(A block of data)
[Start]

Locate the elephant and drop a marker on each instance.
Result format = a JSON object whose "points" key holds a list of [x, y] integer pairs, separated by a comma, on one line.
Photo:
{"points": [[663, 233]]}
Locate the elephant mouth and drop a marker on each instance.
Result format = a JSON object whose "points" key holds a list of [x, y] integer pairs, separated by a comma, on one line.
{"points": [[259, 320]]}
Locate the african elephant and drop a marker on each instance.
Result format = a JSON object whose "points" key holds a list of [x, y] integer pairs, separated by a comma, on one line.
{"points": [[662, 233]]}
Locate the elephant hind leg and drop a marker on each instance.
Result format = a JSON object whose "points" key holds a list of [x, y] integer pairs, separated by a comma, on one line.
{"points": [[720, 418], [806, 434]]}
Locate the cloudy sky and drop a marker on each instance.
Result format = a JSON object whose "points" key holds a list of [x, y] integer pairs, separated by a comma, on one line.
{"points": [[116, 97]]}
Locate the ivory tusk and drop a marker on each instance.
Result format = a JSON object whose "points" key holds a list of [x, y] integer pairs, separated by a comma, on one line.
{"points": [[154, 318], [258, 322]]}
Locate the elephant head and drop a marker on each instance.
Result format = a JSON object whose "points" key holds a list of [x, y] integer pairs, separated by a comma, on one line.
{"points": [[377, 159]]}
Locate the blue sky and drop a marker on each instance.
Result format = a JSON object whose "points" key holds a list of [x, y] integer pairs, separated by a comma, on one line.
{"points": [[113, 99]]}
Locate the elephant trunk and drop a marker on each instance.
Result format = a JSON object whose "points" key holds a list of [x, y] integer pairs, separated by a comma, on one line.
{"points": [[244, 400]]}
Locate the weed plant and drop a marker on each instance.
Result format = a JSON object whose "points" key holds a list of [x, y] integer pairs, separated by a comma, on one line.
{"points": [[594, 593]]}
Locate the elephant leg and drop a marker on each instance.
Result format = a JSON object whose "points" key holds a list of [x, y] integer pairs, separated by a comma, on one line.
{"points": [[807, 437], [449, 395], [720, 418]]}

[End]

CHALLENGE:
Revise the lines above by replacing every "drop a marker" with "place a dot", leaving everything else unchanged.

TASK SOLUTION:
Locate the elephant and place a dot on each instance.
Result format = a JSON object whose "points" key holds a list of [x, y] integer pairs, separated by a comma, on one line.
Photo:
{"points": [[663, 233]]}
Locate the elephant mouth and place a dot on each instance.
Result format = a JSON object whose "points" key holds a list of [x, y] integer pairs, separated by a comma, on one line.
{"points": [[259, 320]]}
Locate the african elephant and place a dot on each instance.
Result format = a JSON object whose "points" key holds a list of [x, y] integer pairs, separated by a comma, on one line.
{"points": [[662, 233]]}
Locate the elephant hind leg and place a dot on each instance.
Result format = a JSON object whose "points" key holds a list of [x, y] integer pairs, separated by a comma, on one line.
{"points": [[720, 418], [806, 434]]}
Locate the cloudy sky and place a dot on each instance.
Result format = a JSON object whose "points" key holds a list of [x, y] integer pairs, separated by a comma, on one line.
{"points": [[116, 97]]}
Locate the ivory tusk and place a dot on each instance.
Result format = a JSON object whose "points" key holds a list of [x, y] integer pairs, separated by a comma, on one line.
{"points": [[154, 318], [258, 322]]}
Locate the elephant head and place a dot on each instance.
Result format = a JSON object whose "points" key holds a list of [x, y] integer pairs, separated by a comma, on one line.
{"points": [[377, 159]]}
Locate the blue sky and place a dot on each instance.
Result format = a JSON object whose "points" key holds a list of [x, y] integer pairs, separated by a comma, on one line.
{"points": [[113, 99]]}
Locate the elephant trunk and place a dot on each instance.
Result format = a JSON object whose "points" key holds a list of [x, y] integer pairs, separated by a comma, on one line.
{"points": [[244, 400]]}
Locate the weed plant and place a dot on each instance.
Result format = a JSON object whose "points" key holds a list of [x, y] integer pairs, separated by a comma, on one line.
{"points": [[594, 593]]}
Locate the elephant leg and place a dot on each instance.
Result format = a JSON object whose "points" key holds a list of [x, y] integer pairs, separated by a comma, on one line.
{"points": [[807, 437], [449, 395], [720, 418]]}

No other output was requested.